───── Records ─────
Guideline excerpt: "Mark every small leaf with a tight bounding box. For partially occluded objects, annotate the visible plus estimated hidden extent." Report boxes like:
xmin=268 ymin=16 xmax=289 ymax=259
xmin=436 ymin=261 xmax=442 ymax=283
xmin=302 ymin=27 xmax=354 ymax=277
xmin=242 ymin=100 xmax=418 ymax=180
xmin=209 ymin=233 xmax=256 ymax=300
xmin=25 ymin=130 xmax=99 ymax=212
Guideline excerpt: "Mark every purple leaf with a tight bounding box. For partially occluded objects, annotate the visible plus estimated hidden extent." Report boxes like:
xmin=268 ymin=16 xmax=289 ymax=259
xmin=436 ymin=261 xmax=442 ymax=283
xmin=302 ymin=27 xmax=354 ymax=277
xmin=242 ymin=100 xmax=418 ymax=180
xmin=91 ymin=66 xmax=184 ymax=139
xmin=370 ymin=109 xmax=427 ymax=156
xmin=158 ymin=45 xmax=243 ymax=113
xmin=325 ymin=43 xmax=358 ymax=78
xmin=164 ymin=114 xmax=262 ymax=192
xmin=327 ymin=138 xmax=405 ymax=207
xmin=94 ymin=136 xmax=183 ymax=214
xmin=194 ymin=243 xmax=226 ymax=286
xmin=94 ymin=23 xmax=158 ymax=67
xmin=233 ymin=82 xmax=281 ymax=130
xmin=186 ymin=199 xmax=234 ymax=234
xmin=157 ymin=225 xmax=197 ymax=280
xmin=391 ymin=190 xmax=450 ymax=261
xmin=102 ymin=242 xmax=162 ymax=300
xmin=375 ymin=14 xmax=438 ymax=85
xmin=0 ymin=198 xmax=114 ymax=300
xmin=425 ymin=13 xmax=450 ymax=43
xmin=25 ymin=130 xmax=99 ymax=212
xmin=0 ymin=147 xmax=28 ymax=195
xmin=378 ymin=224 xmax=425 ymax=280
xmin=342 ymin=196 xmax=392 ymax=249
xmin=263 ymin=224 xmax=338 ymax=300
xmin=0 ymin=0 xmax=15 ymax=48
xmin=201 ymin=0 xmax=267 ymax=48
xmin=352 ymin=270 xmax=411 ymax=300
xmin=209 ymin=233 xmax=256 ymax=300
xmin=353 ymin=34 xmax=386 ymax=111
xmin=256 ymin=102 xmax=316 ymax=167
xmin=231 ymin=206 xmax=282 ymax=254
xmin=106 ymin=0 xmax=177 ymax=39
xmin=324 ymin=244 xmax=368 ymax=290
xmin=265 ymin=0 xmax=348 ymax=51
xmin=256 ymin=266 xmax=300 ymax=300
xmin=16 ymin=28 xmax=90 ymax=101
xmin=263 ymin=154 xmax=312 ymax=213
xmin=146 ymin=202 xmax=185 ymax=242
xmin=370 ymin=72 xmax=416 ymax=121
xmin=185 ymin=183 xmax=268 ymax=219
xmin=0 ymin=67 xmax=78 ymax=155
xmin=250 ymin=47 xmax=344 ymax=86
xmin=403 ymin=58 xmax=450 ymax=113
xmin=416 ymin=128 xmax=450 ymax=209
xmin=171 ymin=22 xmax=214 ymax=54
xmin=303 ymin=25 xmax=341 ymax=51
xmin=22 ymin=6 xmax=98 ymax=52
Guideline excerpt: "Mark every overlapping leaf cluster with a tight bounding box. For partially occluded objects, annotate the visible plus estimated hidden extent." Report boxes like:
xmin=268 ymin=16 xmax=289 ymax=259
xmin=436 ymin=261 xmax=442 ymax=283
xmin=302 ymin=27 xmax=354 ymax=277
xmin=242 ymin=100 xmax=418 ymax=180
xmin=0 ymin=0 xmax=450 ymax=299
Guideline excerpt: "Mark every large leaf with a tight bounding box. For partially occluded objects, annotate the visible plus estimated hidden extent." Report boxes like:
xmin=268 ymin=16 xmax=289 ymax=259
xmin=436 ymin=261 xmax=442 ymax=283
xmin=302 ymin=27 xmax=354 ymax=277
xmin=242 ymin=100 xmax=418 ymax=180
─────
▶ Stated problem
Output every line of the records above as one numbered list, and skip any blank lines.

▶ Solution below
1. Guideline excerpt: "Mark every small leaf with a tight bounding box. For partially occluded objects, annotate the visible plus estimated hidden extent." Report boxes like:
2. xmin=268 ymin=16 xmax=289 ymax=259
3. xmin=436 ymin=261 xmax=442 ymax=283
4. xmin=302 ymin=27 xmax=354 ymax=277
5. xmin=242 ymin=100 xmax=418 ymax=180
6. xmin=209 ymin=233 xmax=256 ymax=300
7. xmin=25 ymin=130 xmax=99 ymax=212
8. Guideline excerpt: "Mark every purple leaf with a tight bounding box. For partially occluded objects, annotate the visible plus estimated hidden extent." Report boxes like:
9. xmin=268 ymin=16 xmax=289 ymax=259
10. xmin=436 ymin=261 xmax=442 ymax=283
11. xmin=302 ymin=27 xmax=354 ymax=277
12. xmin=242 ymin=100 xmax=418 ymax=180
13. xmin=91 ymin=66 xmax=184 ymax=139
14. xmin=370 ymin=109 xmax=427 ymax=156
15. xmin=158 ymin=45 xmax=243 ymax=113
16. xmin=325 ymin=43 xmax=358 ymax=78
17. xmin=164 ymin=114 xmax=262 ymax=192
18. xmin=327 ymin=138 xmax=405 ymax=207
19. xmin=94 ymin=136 xmax=183 ymax=214
20. xmin=194 ymin=243 xmax=226 ymax=286
21. xmin=94 ymin=23 xmax=158 ymax=67
22. xmin=233 ymin=82 xmax=281 ymax=130
23. xmin=186 ymin=199 xmax=234 ymax=234
24. xmin=157 ymin=225 xmax=197 ymax=280
25. xmin=391 ymin=190 xmax=450 ymax=261
26. xmin=102 ymin=242 xmax=162 ymax=300
27. xmin=375 ymin=14 xmax=438 ymax=85
28. xmin=0 ymin=198 xmax=114 ymax=300
29. xmin=425 ymin=13 xmax=450 ymax=43
30. xmin=25 ymin=130 xmax=99 ymax=212
31. xmin=0 ymin=147 xmax=28 ymax=195
32. xmin=378 ymin=224 xmax=425 ymax=280
33. xmin=342 ymin=196 xmax=392 ymax=249
34. xmin=263 ymin=224 xmax=338 ymax=300
35. xmin=0 ymin=0 xmax=15 ymax=48
36. xmin=201 ymin=0 xmax=267 ymax=48
37. xmin=352 ymin=270 xmax=411 ymax=300
38. xmin=209 ymin=233 xmax=256 ymax=300
39. xmin=353 ymin=34 xmax=386 ymax=111
40. xmin=256 ymin=102 xmax=316 ymax=167
41. xmin=231 ymin=206 xmax=282 ymax=254
42. xmin=106 ymin=0 xmax=177 ymax=39
43. xmin=324 ymin=244 xmax=368 ymax=290
44. xmin=265 ymin=0 xmax=348 ymax=51
45. xmin=256 ymin=266 xmax=300 ymax=300
46. xmin=16 ymin=28 xmax=90 ymax=101
47. xmin=263 ymin=154 xmax=312 ymax=213
48. xmin=146 ymin=202 xmax=185 ymax=242
49. xmin=370 ymin=72 xmax=416 ymax=121
50. xmin=185 ymin=183 xmax=268 ymax=219
51. xmin=0 ymin=67 xmax=78 ymax=155
52. xmin=250 ymin=47 xmax=344 ymax=86
53. xmin=403 ymin=58 xmax=450 ymax=113
54. xmin=416 ymin=128 xmax=450 ymax=209
55. xmin=171 ymin=22 xmax=214 ymax=54
56. xmin=303 ymin=25 xmax=341 ymax=51
57. xmin=22 ymin=6 xmax=98 ymax=52
58. Guideline excerpt: "Mark every overlapping leaf cluster with a tight bounding box. For partially occluded objects, annotate the visible plus estimated hidden extent." Report boxes like:
59. xmin=268 ymin=16 xmax=289 ymax=259
60. xmin=436 ymin=261 xmax=442 ymax=283
61. xmin=302 ymin=27 xmax=354 ymax=277
62. xmin=242 ymin=100 xmax=418 ymax=180
63. xmin=0 ymin=0 xmax=450 ymax=299
64. Guideline excerpt: "Mark every large leaf with a tight bounding box. For partially occluded objects, annotate the visible plus estimated hidden extent." Report boxes like:
65. xmin=268 ymin=16 xmax=289 ymax=259
66. xmin=436 ymin=261 xmax=442 ymax=283
67. xmin=302 ymin=27 xmax=354 ymax=277
68. xmin=242 ymin=100 xmax=418 ymax=180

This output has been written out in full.